[Natural language region descriptions]
::::::::::
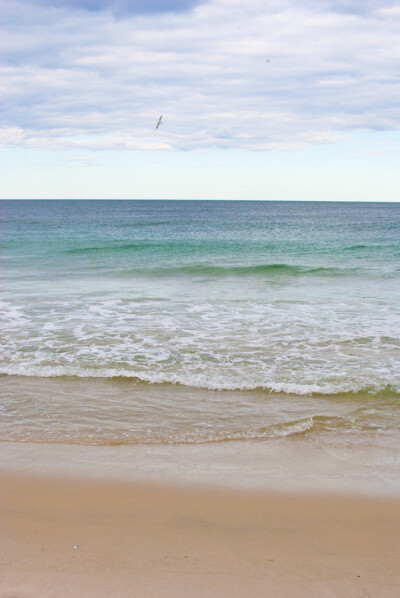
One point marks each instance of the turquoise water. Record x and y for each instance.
(169, 321)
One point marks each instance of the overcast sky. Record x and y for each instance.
(261, 99)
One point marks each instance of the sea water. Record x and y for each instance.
(190, 322)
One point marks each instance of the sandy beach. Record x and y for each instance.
(70, 537)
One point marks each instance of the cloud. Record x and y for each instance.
(260, 75)
(120, 7)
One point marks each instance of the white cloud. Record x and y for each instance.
(260, 75)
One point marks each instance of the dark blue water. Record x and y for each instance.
(293, 298)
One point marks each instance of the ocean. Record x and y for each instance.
(190, 322)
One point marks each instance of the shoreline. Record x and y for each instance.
(280, 465)
(171, 540)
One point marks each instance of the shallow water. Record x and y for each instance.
(193, 322)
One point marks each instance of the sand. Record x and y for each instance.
(62, 538)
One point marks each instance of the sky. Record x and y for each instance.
(260, 99)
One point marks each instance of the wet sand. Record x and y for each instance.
(149, 540)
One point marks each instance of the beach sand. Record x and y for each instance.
(148, 540)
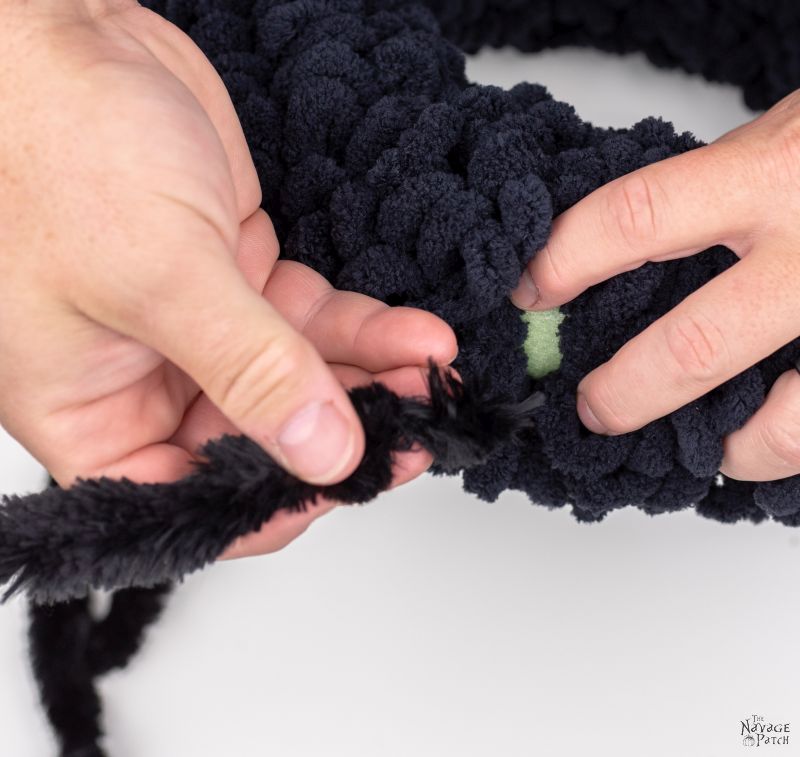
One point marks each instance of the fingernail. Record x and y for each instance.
(317, 442)
(588, 418)
(526, 295)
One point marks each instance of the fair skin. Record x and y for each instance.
(143, 307)
(741, 191)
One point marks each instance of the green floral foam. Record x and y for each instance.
(541, 345)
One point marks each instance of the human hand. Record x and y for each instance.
(143, 310)
(741, 191)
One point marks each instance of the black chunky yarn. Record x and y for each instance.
(384, 169)
(387, 171)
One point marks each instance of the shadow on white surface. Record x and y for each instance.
(432, 624)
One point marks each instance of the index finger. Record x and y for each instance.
(666, 210)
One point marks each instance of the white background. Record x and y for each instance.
(431, 624)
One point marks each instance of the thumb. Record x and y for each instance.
(263, 375)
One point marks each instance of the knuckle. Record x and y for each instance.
(609, 408)
(632, 209)
(698, 348)
(253, 383)
(783, 441)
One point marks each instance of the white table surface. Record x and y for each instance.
(431, 624)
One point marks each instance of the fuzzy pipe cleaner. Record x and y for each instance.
(110, 534)
(386, 170)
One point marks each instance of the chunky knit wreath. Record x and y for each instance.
(391, 174)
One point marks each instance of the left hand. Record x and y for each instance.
(741, 191)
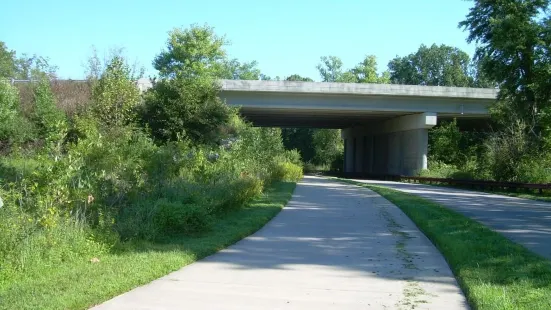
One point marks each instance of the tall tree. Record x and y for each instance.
(192, 52)
(7, 62)
(366, 72)
(434, 66)
(514, 39)
(235, 70)
(296, 77)
(331, 70)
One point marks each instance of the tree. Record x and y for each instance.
(331, 70)
(115, 95)
(328, 145)
(234, 70)
(184, 107)
(300, 139)
(366, 72)
(196, 51)
(433, 66)
(7, 62)
(296, 77)
(514, 39)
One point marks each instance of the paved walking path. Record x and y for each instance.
(335, 246)
(525, 221)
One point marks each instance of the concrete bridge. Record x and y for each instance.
(385, 127)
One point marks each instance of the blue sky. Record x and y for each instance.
(284, 36)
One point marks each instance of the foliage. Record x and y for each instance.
(450, 145)
(433, 66)
(50, 120)
(287, 171)
(301, 140)
(7, 62)
(177, 218)
(193, 52)
(513, 49)
(234, 70)
(184, 107)
(328, 145)
(9, 106)
(115, 95)
(296, 77)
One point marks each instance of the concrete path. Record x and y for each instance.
(525, 221)
(335, 246)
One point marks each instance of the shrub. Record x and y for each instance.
(234, 195)
(328, 145)
(115, 95)
(184, 107)
(178, 218)
(14, 128)
(46, 114)
(286, 171)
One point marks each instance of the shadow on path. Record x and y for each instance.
(525, 221)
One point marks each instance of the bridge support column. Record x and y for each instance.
(398, 146)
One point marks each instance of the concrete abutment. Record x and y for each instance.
(395, 147)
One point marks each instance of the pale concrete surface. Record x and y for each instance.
(525, 221)
(345, 105)
(335, 246)
(358, 89)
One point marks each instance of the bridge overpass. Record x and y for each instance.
(385, 127)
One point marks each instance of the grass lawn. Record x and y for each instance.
(532, 194)
(84, 284)
(494, 272)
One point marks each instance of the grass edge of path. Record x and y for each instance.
(493, 272)
(81, 284)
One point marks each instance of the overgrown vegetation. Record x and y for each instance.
(124, 169)
(494, 272)
(513, 51)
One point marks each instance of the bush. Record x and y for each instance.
(184, 108)
(115, 95)
(178, 218)
(14, 127)
(286, 171)
(234, 195)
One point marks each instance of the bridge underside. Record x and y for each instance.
(338, 119)
(385, 127)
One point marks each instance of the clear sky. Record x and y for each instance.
(284, 36)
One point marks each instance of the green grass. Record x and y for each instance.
(82, 284)
(494, 272)
(531, 194)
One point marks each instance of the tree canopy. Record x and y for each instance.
(432, 66)
(513, 40)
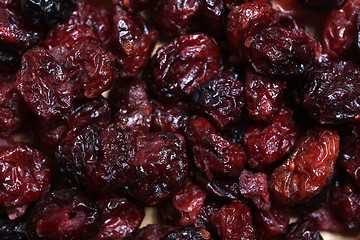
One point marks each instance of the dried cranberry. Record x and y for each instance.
(64, 215)
(234, 221)
(134, 40)
(151, 232)
(322, 4)
(254, 186)
(308, 169)
(220, 98)
(25, 176)
(120, 217)
(87, 23)
(47, 13)
(212, 153)
(130, 105)
(345, 202)
(44, 84)
(247, 20)
(169, 117)
(302, 230)
(263, 96)
(272, 223)
(268, 144)
(159, 168)
(282, 52)
(340, 31)
(332, 93)
(175, 17)
(182, 65)
(185, 205)
(188, 233)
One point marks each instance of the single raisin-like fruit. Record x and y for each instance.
(266, 144)
(345, 201)
(309, 167)
(188, 234)
(44, 84)
(64, 215)
(247, 20)
(263, 96)
(175, 17)
(87, 23)
(322, 4)
(134, 41)
(130, 105)
(151, 232)
(254, 186)
(159, 168)
(332, 92)
(169, 117)
(185, 205)
(25, 176)
(282, 52)
(120, 217)
(212, 153)
(13, 109)
(47, 12)
(222, 99)
(272, 223)
(234, 222)
(340, 31)
(182, 65)
(302, 230)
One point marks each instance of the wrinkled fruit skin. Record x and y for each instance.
(233, 221)
(308, 169)
(213, 154)
(182, 65)
(332, 93)
(25, 176)
(48, 92)
(340, 32)
(266, 144)
(120, 217)
(222, 99)
(159, 168)
(281, 52)
(134, 40)
(47, 13)
(64, 215)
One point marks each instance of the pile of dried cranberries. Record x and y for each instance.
(238, 121)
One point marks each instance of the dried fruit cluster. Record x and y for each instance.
(239, 120)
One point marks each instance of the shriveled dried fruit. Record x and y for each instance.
(44, 84)
(64, 215)
(130, 105)
(268, 144)
(254, 186)
(263, 96)
(308, 169)
(25, 176)
(159, 168)
(175, 17)
(282, 52)
(45, 12)
(134, 41)
(120, 217)
(340, 31)
(213, 154)
(234, 221)
(187, 234)
(222, 99)
(182, 65)
(332, 93)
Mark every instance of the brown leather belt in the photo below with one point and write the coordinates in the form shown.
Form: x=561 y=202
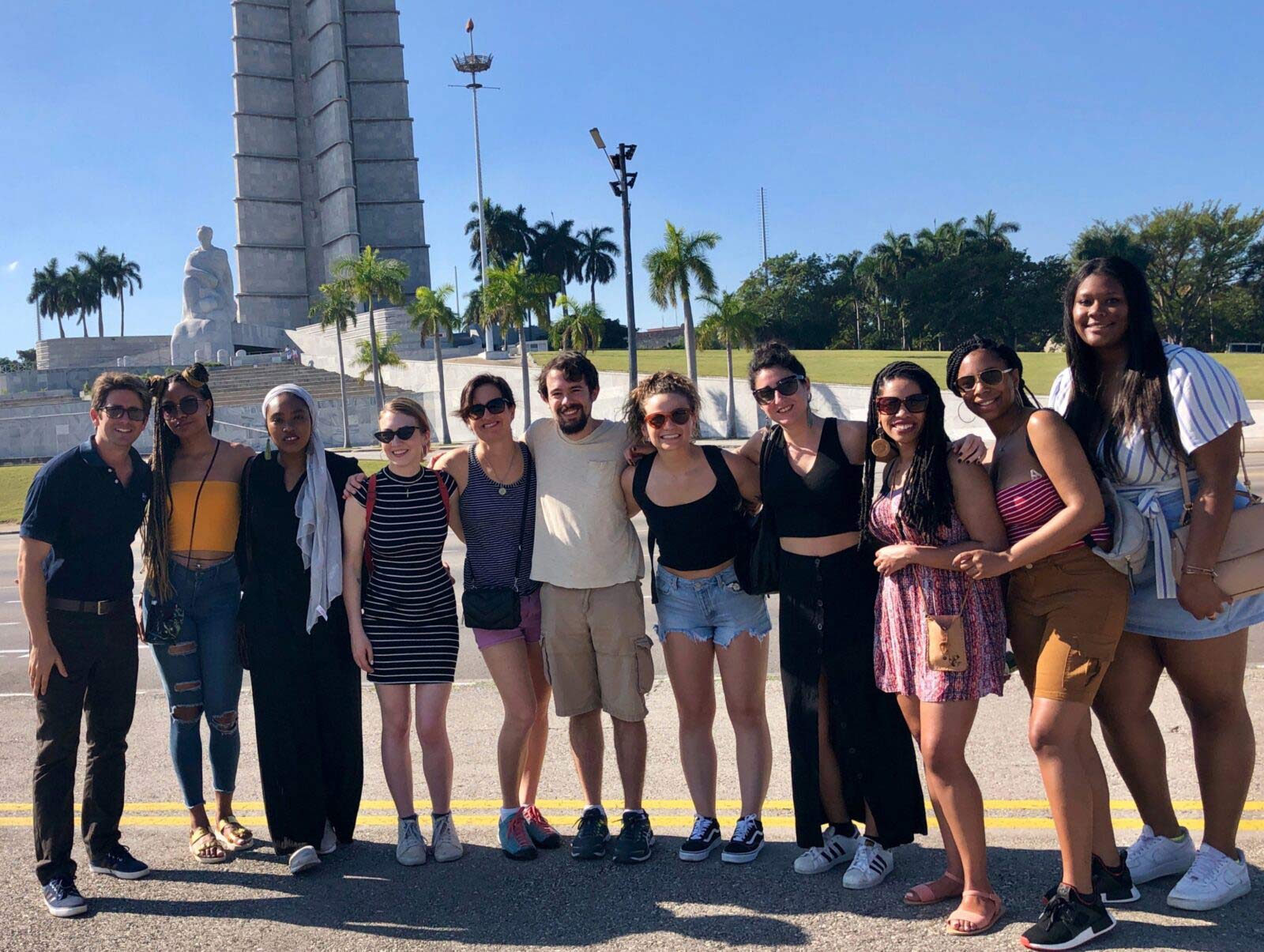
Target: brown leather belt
x=69 y=604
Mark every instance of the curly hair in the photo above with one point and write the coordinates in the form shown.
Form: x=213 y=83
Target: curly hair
x=656 y=383
x=928 y=502
x=156 y=545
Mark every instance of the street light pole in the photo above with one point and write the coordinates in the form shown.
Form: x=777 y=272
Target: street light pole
x=621 y=187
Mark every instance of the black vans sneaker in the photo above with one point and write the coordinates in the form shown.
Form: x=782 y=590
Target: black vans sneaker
x=1068 y=920
x=636 y=838
x=747 y=841
x=703 y=840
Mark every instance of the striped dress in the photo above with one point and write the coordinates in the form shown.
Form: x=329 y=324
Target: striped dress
x=408 y=604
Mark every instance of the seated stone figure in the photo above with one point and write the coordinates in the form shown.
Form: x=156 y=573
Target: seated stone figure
x=210 y=307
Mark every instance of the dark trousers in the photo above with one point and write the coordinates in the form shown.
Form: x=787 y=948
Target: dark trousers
x=100 y=657
x=307 y=693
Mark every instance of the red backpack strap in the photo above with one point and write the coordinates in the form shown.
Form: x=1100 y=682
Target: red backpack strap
x=368 y=517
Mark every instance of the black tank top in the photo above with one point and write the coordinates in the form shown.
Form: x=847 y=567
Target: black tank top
x=694 y=535
x=826 y=502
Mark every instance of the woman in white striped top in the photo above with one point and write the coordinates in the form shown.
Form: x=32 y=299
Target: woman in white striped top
x=1146 y=405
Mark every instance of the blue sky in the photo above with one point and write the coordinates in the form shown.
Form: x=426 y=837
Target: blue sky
x=856 y=118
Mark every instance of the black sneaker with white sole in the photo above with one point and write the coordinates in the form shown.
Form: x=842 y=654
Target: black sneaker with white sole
x=703 y=840
x=747 y=841
x=1068 y=920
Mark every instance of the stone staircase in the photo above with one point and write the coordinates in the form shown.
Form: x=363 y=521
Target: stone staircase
x=240 y=386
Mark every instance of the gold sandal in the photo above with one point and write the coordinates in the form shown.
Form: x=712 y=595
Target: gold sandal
x=209 y=852
x=231 y=834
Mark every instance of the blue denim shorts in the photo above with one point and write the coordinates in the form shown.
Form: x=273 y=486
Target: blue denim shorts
x=714 y=608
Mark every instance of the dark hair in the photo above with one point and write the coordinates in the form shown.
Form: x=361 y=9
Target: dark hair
x=113 y=381
x=156 y=545
x=483 y=379
x=773 y=353
x=1004 y=352
x=1143 y=402
x=573 y=366
x=659 y=382
x=928 y=501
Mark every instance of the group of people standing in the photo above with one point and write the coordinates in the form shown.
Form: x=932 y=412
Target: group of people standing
x=897 y=597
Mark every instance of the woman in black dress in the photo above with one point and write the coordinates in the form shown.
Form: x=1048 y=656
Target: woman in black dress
x=305 y=682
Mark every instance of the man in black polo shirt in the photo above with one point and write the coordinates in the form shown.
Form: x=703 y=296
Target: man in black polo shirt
x=75 y=579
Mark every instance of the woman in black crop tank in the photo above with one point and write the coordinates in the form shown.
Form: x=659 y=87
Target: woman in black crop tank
x=851 y=754
x=694 y=499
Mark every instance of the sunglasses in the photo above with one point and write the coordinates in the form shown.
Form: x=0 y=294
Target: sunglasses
x=787 y=387
x=890 y=406
x=134 y=414
x=679 y=416
x=991 y=377
x=185 y=408
x=404 y=433
x=474 y=411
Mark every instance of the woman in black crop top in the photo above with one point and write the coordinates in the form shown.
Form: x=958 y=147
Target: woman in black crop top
x=851 y=754
x=694 y=499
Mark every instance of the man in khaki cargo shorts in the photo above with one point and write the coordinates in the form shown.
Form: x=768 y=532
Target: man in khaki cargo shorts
x=588 y=556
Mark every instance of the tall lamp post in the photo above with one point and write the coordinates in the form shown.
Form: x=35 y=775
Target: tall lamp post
x=474 y=63
x=621 y=187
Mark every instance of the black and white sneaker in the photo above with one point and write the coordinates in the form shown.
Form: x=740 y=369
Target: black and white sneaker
x=703 y=840
x=1068 y=920
x=747 y=841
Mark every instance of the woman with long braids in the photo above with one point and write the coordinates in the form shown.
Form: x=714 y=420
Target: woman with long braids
x=1066 y=611
x=1149 y=408
x=851 y=756
x=191 y=598
x=931 y=509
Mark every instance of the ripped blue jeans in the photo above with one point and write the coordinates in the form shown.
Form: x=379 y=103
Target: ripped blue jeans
x=201 y=674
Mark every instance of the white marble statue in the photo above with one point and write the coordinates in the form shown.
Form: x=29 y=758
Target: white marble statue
x=210 y=307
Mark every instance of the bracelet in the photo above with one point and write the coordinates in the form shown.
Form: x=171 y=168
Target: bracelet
x=1198 y=570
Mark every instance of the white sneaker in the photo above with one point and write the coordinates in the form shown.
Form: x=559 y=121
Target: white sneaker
x=1213 y=882
x=1156 y=856
x=303 y=859
x=329 y=841
x=411 y=849
x=836 y=850
x=448 y=846
x=870 y=866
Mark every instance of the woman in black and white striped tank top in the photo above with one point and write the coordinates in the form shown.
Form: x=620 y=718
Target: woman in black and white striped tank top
x=497 y=482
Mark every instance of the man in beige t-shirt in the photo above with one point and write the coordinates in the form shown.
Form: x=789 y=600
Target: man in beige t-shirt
x=588 y=556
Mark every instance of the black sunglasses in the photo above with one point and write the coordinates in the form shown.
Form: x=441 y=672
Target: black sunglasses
x=134 y=414
x=404 y=433
x=787 y=387
x=679 y=416
x=474 y=411
x=890 y=406
x=991 y=377
x=186 y=406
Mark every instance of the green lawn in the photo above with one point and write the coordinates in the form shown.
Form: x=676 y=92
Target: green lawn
x=860 y=366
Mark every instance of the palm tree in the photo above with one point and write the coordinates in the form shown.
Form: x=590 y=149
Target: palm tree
x=511 y=294
x=682 y=258
x=372 y=277
x=433 y=318
x=579 y=326
x=335 y=307
x=991 y=234
x=46 y=288
x=731 y=322
x=96 y=265
x=596 y=259
x=122 y=277
x=385 y=354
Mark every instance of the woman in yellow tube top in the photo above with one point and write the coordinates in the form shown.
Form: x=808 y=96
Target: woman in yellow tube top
x=191 y=598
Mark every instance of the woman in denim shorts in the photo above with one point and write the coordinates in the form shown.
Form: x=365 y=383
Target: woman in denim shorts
x=694 y=499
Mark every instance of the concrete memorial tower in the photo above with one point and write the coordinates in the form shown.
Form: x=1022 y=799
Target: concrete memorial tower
x=324 y=158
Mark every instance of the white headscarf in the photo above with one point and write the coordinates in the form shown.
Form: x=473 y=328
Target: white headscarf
x=320 y=531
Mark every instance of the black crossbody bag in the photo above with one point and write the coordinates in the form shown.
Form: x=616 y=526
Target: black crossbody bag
x=499 y=607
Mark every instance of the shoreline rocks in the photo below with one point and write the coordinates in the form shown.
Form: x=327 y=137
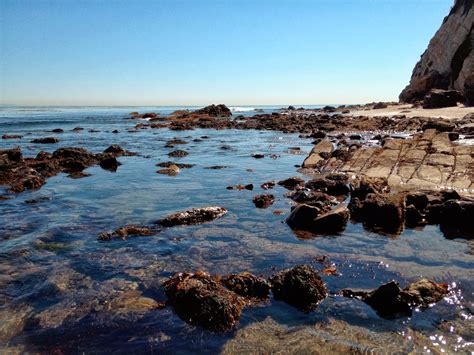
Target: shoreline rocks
x=390 y=301
x=193 y=216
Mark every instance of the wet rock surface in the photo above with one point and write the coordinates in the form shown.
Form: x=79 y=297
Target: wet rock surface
x=390 y=301
x=199 y=299
x=247 y=285
x=263 y=201
x=22 y=174
x=193 y=216
x=300 y=287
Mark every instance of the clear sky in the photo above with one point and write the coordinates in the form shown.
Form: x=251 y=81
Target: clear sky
x=195 y=52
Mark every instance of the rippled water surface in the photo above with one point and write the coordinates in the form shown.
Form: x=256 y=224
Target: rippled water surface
x=57 y=280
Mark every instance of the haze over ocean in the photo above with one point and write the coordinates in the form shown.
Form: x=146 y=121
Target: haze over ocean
x=198 y=52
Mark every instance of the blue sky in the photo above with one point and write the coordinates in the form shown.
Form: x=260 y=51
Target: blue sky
x=195 y=52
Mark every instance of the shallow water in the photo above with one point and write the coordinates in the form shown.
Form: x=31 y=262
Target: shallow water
x=56 y=278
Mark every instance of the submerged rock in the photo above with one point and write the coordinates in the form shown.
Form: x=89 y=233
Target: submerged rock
x=127 y=231
x=178 y=153
x=171 y=170
x=193 y=216
x=110 y=164
x=300 y=287
x=46 y=140
x=247 y=285
x=379 y=212
x=263 y=201
x=442 y=98
x=201 y=300
x=292 y=183
x=268 y=185
x=390 y=301
x=456 y=219
x=168 y=164
x=215 y=111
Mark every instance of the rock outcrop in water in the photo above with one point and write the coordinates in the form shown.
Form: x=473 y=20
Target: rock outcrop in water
x=448 y=63
x=193 y=216
x=390 y=301
x=300 y=287
x=200 y=299
x=22 y=174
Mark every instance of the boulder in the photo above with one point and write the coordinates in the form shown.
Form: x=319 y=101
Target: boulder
x=264 y=200
x=171 y=170
x=46 y=140
x=215 y=111
x=300 y=287
x=302 y=217
x=126 y=231
x=178 y=153
x=331 y=222
x=319 y=153
x=247 y=285
x=469 y=89
x=379 y=212
x=335 y=185
x=201 y=300
x=437 y=98
x=456 y=219
x=292 y=183
x=193 y=216
x=110 y=164
x=390 y=301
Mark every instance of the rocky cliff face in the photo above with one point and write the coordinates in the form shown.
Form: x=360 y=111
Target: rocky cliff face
x=448 y=63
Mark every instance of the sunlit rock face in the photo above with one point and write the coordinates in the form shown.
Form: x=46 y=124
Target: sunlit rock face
x=448 y=61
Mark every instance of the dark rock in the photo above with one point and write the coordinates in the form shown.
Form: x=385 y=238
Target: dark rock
x=413 y=217
x=46 y=140
x=332 y=185
x=263 y=201
x=453 y=136
x=292 y=183
x=28 y=182
x=171 y=170
x=361 y=188
x=439 y=125
x=268 y=185
x=456 y=219
x=11 y=136
x=331 y=222
x=390 y=301
x=302 y=217
x=201 y=300
x=127 y=231
x=178 y=153
x=110 y=164
x=216 y=167
x=318 y=135
x=380 y=105
x=300 y=287
x=193 y=216
x=117 y=150
x=215 y=111
x=379 y=212
x=168 y=164
x=247 y=285
x=469 y=88
x=438 y=98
::::::::::
**WHAT YOU SHOULD DO**
Return, word for word, the lines of the data above from the line with "Form: x=1048 y=656" through the line with "Form: x=379 y=103", inclusive.

**FINISHED TASK**
Form: x=1048 y=656
Target: woman in black dress
x=305 y=682
Mark every instance of the man in black polo shirt in the photo above with one point and write the coordinates in the form shown.
Form: x=703 y=296
Target: man in black polo shirt
x=75 y=579
Mark every instance of the woman in black crop tank in the photo above with one point and write the coordinates in the form shown.
Form: x=659 y=87
Target: woman in black crop tank
x=851 y=754
x=694 y=499
Mark every instance of the sunglasses in the photo above with one point and write the coordinates in the form shown.
Form: x=0 y=294
Target: sunglasses
x=787 y=387
x=890 y=406
x=134 y=414
x=679 y=416
x=991 y=377
x=185 y=408
x=404 y=433
x=474 y=411
Mark every instance of the woman in black crop top in the photo above with one point and write the coordinates in the form shown.
Form: x=958 y=147
Target: woman in black crop top
x=851 y=754
x=694 y=499
Mark every instance of the man in khaki cargo shorts in the photo above with one point and write the coordinates in the form shown.
Form: x=768 y=532
Target: man in khaki cargo shorts
x=588 y=556
Mark every instance of the tall lamp post in the photo above with one point and write the coordinates in the form shown.
Form: x=35 y=775
Target: tall lamp post
x=474 y=63
x=621 y=187
Mark every instance of the black and white sneaker in the photo above with one point and write the coordinates in the form shown.
Form: x=740 y=369
Target: black and white sneaker
x=703 y=840
x=1068 y=920
x=747 y=841
Mark every instance of the woman with long braids in the photo above with one point and write the coordinates in the form shown.
Form: x=714 y=420
Target: woman with long braids
x=1066 y=611
x=1149 y=408
x=851 y=756
x=191 y=598
x=931 y=509
Mark every instance of the ripped blue jeans in the photo above with one point and write the coordinates in the form shown.
Form: x=379 y=103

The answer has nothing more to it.